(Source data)
━━━

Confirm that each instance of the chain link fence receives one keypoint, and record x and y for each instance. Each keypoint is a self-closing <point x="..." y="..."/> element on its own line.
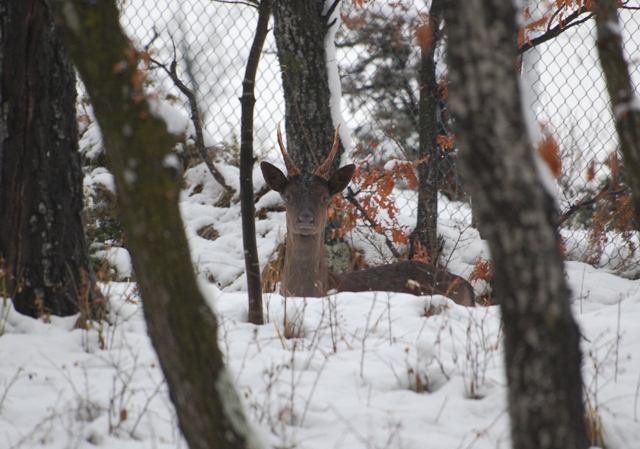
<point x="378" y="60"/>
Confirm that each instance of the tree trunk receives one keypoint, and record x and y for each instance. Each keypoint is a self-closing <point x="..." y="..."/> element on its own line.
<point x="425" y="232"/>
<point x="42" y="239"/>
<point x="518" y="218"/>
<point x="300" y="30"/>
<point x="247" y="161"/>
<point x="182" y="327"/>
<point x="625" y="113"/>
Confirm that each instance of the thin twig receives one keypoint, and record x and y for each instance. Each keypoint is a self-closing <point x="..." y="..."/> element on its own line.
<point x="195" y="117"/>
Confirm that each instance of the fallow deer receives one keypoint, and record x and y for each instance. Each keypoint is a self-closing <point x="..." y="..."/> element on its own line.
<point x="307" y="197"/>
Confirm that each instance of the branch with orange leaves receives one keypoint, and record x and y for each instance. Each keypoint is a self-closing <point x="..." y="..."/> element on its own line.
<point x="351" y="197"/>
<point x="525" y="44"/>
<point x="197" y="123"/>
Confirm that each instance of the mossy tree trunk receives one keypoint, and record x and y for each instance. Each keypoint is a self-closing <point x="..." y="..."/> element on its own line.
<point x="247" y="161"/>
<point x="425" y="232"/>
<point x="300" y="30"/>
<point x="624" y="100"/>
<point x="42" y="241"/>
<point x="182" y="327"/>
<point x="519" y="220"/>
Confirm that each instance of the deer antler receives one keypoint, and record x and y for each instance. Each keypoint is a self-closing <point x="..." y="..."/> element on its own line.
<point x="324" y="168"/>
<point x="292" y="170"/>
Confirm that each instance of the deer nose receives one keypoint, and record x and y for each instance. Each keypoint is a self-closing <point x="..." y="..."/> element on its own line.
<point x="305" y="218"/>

━━━

PROBLEM REQUIREMENTS.
Your answer must be an exact copy of the records above, with no pictures included.

OUTPUT FOR THIS TASK.
Confirm that each instance of the chain link fence receives one keypoint, and record x and y for each instance. Each keypoint is a self-closing <point x="..." y="..."/> element on its own line.
<point x="378" y="60"/>
Confirm that each instance of the tree trunk receives one keypoint, and record x and y for each instance. Each keypoint is a self-closing <point x="..." y="..."/> element on its own line.
<point x="425" y="232"/>
<point x="42" y="239"/>
<point x="518" y="218"/>
<point x="300" y="30"/>
<point x="247" y="161"/>
<point x="182" y="327"/>
<point x="625" y="113"/>
Confirm that each instance of the thin twig receives one keypoint, and record x and y for each instance. Each keypoint is a self-closing <point x="..." y="..."/> element on its own line.
<point x="195" y="117"/>
Confirm that each instance of the fallow deer receives one keypoint, and record x and y for each instance. Each keypoint is a self-closing <point x="..." y="..."/> element on its own line.
<point x="307" y="197"/>
Confirm that each instance of the branch with orange leaves receives one keypoint, and record x and y for each instance. Each keypoint is a self-closing <point x="..." y="..."/> element on its own line.
<point x="351" y="197"/>
<point x="525" y="44"/>
<point x="197" y="123"/>
Confirm that each instance of the mossy tree trunk receives one keypoint, and record x and y for each instance. Each keypoint is a self-closing <point x="..." y="..."/> element on its own line.
<point x="247" y="161"/>
<point x="425" y="232"/>
<point x="300" y="30"/>
<point x="624" y="100"/>
<point x="42" y="241"/>
<point x="182" y="327"/>
<point x="519" y="220"/>
Confirm that each instance of the deer antler receives one keypoint, and record x and y for each instance. Each keypoint is a self-closing <point x="..." y="..."/> element on its own line.
<point x="324" y="168"/>
<point x="292" y="170"/>
Confirm that each instance of the deer nose receives one keypoint, and record x and y for each instance. Each keypoint is a self-closing <point x="..." y="..."/> element on its own line.
<point x="305" y="218"/>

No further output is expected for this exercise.